• **Text section**:
--- Begin ---

Climate Change Policymakers Are No Longer Asking the Most Important Question

How urgent is climate change? This is the most important question that decision-makers in industry and government need to ask. We cannot decide what risk is worth taking unless we know what risk we are avoiding.

Yet this is one question that is seldom discussed.

But we no longer dare to debate whether a response is really warranted and whether greenhouse gas reduction should be prioritised compared to more immediate issues.

The prevailing attitude in both industry and politics is that we must trust in a supposed scientific consensus that our greenhouse gas emissions will soon cause a catastrophic “existential” event.

The reasoning is that given the consequence is truly cataclysmic, then even if we didn’t have a hope of succeeding; we ought to try everything we can possibly do at any possible cost to prevent it.

The greenhouse effect is simply the fact that some gases will absorb a portion of the radiation emitted from the Earth’s surface. As a result, instead of this radiation passing through the atmosphere and into space, some of it is re-emitted back down to the Earth’s surface.

The atmosphere is like a large blanket, helping the Earth stay warm by reflecting its own heat back at it. If it were not for the greenhouse effect, then the Earth would be approximately 30 degrees Celsius colder than it is.

The “climate change” hypothesis says that if we have more greenhouse gases in the atmosphere, then, in a sense, we increase the effectiveness of that blanket. This would be like using a thicker quilt at night.

All else being equal, it would make the Earth hotter.

Another analogy is pouring water into a bucket with a hole. The tap pouring water into the bucket is the sun, continually heating the Earth with its radiation. The water pouring out of the hole in the bucket is the radiation that shines through the atmosphere and leaves the Earth in all directions.

The Earth is far more complicated than a single bucket with a single hole in it.

The first problem is that the Earth is not at one single temperature—it varies all over the surface, and the amount of radiation emitted relates to that temperature.

The atmosphere also does not have a fixed composition across the Earth; it varies from location to location and with height above ground.

Water is the biggest complication. It is the most significant greenhouse gas, accounting for around 75 percent of the effect. Yet vapour levels vary rapidly from one day to another and from place to place—we call this “humidity.”

Temperature affects humidity, so there is a feedback loop between the outcomes of the greenhouse effect, and its inputs. In addition, water on the surface, as ice or oceans, is also reflective, which must be factored into the total balance.

--- End ---

• **What is needed**:
Answer these questions from the climate change text:
(a) About how much colder would the Earth be without the greenhouse effect?
(b) Roughly what share of the greenhouse effect comes from water?
(c) In the bucket analogy, what does the tap stand for?

• **Material provided**:
--- Begin ---

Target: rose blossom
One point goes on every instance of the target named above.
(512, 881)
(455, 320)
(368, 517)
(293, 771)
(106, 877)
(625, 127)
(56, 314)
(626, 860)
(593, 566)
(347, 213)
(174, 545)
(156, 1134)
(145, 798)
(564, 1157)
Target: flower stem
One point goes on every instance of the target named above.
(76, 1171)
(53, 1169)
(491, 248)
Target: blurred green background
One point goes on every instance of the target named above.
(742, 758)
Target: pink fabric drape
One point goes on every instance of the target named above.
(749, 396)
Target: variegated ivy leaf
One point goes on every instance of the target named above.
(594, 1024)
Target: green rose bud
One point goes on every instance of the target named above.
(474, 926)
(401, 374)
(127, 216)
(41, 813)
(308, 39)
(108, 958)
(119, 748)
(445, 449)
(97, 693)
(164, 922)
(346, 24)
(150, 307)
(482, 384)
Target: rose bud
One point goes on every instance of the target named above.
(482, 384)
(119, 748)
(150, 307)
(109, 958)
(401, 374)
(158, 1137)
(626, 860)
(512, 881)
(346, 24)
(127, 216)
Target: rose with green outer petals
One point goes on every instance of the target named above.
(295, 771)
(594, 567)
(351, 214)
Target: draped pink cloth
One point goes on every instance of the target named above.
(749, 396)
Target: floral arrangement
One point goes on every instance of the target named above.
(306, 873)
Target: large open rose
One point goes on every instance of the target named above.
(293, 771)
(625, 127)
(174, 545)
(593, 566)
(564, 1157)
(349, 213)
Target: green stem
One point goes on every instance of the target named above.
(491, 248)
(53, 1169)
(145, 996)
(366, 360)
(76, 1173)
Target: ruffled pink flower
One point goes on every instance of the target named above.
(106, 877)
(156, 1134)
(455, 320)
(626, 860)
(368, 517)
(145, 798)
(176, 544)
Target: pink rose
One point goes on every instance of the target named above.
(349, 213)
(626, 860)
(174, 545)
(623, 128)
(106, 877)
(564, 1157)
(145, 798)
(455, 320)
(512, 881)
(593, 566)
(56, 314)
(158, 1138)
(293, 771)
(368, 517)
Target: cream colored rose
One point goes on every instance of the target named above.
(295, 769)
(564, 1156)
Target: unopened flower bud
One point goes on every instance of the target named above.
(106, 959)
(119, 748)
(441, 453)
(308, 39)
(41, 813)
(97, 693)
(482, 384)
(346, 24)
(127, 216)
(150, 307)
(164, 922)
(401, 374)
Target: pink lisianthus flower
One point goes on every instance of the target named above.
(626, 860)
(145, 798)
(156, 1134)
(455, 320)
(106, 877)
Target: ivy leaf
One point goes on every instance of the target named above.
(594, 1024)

--- End ---

• **Answer below**:
(a) About 30 degrees Celsius colder.
(b) Around 75 percent.
(c) The sun, which continually heats the Earth with its radiation.